== ФРАГМЕНТ ТЕКСТА ==
——————

Хаос и воля

Д.Л.Боровский. Эскиз к неосуществленному спектаклю “Страсти по Венедикту Ерофееву”. Театр на Таганке. 1997Театральный музей имени А.А.Бахрушина издал книгу выдающегося театроведа Риммы Кречетовой “Пространство Давида Боровского”.

Римма Кречетова написала очень личную книгу, книгу-воспоминание, книгу-размышление. Но скромное определение автора, что это лишь “собранье пестрых глав”, не должно ввести в заблуждение. Это не только театро-, но и жизневедение, целостное осмысление пути большого художника:

“Боровский изменил представление о вещной среде на сцене, превратил ее в живую, непрерывно меняющуюся реальность. Его декорации азартно играли вместе с актерами, и терялось ощущение грани между человеком и средой, между духом и материей. Возникала единая атмосфера фантастической и властной художественной иллюзии, в которой смешались, соединились и тончайшие, и грубые энергии мира”.

Ткань жизни мало познаваема, но стремиться проникнуть в ее суть и для Давида Боровского, и для Риммы Кречетовой – и потребность, и радость. Римма Кречетова описывает важнейшие черты Боровского-сценографа, которому чужда деформация реальности, который “умеет пользоваться готовыми “кусками мира”. Он выхватывает нужное из природной целостности, не искажая, не превращая в загадки-поделки”. О движении знаменитого занавеса в “Гамлете” написано так остро и зримо, будто не прошло почти пятидесяти лет с его премьеры:

“Удар не только по зрению, чувствам. По чему-то подсознательному <…> Будто мы встретились с губительным, нездешним, проявившимся вдруг. Знакомый мир сделался неузнаваемым, по-новому населенным и чрезвычайно опасным. Его законы, к надежности которых мы с детства привыкли, перестали существовать. Этот занавес с его вязаной, одновременно шерстяно-звериной и открываемой светом тенетно-паучьей структурой был непредсказуем, свободен. И страшен в чрезмерной, не данной ему по его природе свободе”.

——————

== СТРОКИ ДАННЫХ ==
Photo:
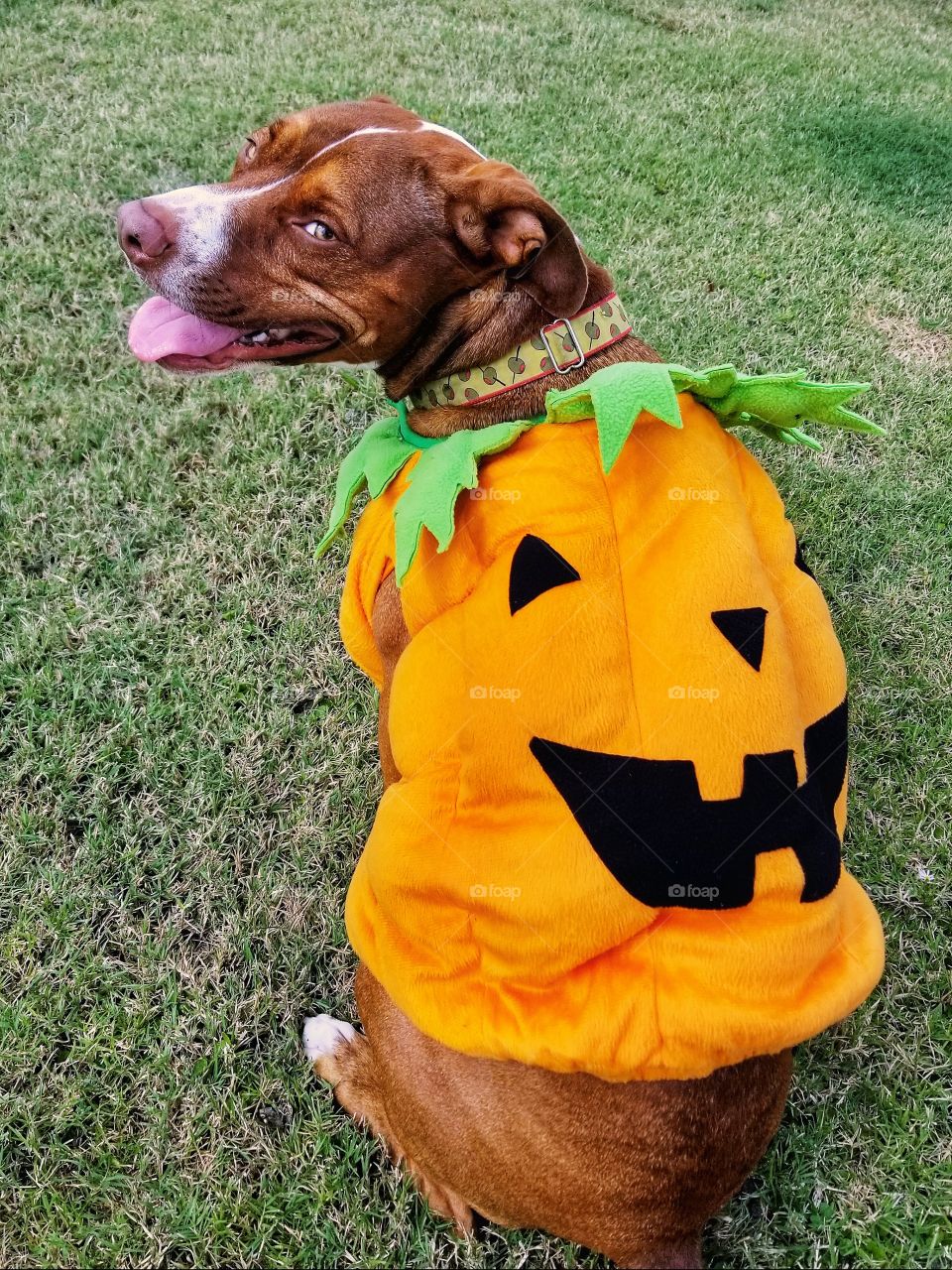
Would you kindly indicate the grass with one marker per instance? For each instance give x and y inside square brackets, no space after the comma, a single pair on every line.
[186,760]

——————

== ЗАДАНИЯ ==
A - Какой музей, согласно фрагменту о книге Риммы Кречетовой, издал эту книгу?
B - Согласуются ли с фрагментом о книге Риммы Кречетовой следующие утверждения? (i) Книга Кречетовой называется «Пространство Давида Боровского». (ii) По мнению Кречетовой, Боровский деформирует реальность. (iii) Эскиз Боровского сделан к спектаклю, который был поставлен. На каждое ответьте «да» или «нет» и приведите точную цитату, которая это решает.
C - Продолжите фрагмент о книге Риммы Кречетовой, начав сразу после его последнего предложения.

== ОТВЕТЫ К ЗАДАНИЯМ ==
A - Театральный музей имени А.А.Бахрушина.

B -
(i) Да: «издал книгу выдающегося театроведа Риммы Кречетовой “Пространство Давида Боровского”».
(ii) Нет: «которому чужда деформация реальности».
(iii) Нет: «Эскиз к неосуществленному спектаклю “Страсти по Венедикту Ерофееву”».

C -
Несмотря на то, что книга полна описаний многих-многих спектаклей, это летопись именно внутренней жизни Боровского-художника. Большая ее часть, святая святых – его мастерская. И вот первый парадокс: как сочетаются ее вечный, “принципиальный” хаос и в высшей степени упорядоченные итоги творчества?

“Мастерская Боровского – это его “нора”, где все выдает повадки “зверя”. Не рациональная выставленность, не порядок или беспорядок напоказ, а окончательная эмоциональная обжитость. Реальное жизнеустройство, возникшее в процессе стихийного накопления”.

“Пространство Давида Боровского” напитано внимательной любовью автора к своему герою и умным любованием им, а сам Боровский раскрывается здесь как сценограф-философ, печаль которого добра и покорна:

“Обреченность и одиночество всех живущих в странном, равнодушно текущем мимо, великолепном, непрекращающемся, но постоянно умирающем мире он выражает чувственным, говорящим безмолвием своих декораций”.

Размышляя о невыпущенном, но с таким горением придуманном Боровским спектаклем по Венедикту Ерофееву, Римма Кречетова как будто вскользь пишет о самом главном:

“Его “Москва-Петушки” совпали с тем главным, что Д.Л. ждал от искусства, – правдой, выходящей за пределы “здесь” и “сейчас”. И обязательно – добротой. Не добротой по конкретному поводу, а как высшего взгляда, как понимания сложности устройства всего существующего, за которым должна следовать не только кара, но обязательно – милосердие”.

Отдельный большой и драматичный сюжет – уход Давида Боровского из театра Юрия Любимова. Причины его – не в амбициях и не в творческих разногласиях. Корень причин – намного безысходнее:

“Человеческая тяга друг к другу ослабла”.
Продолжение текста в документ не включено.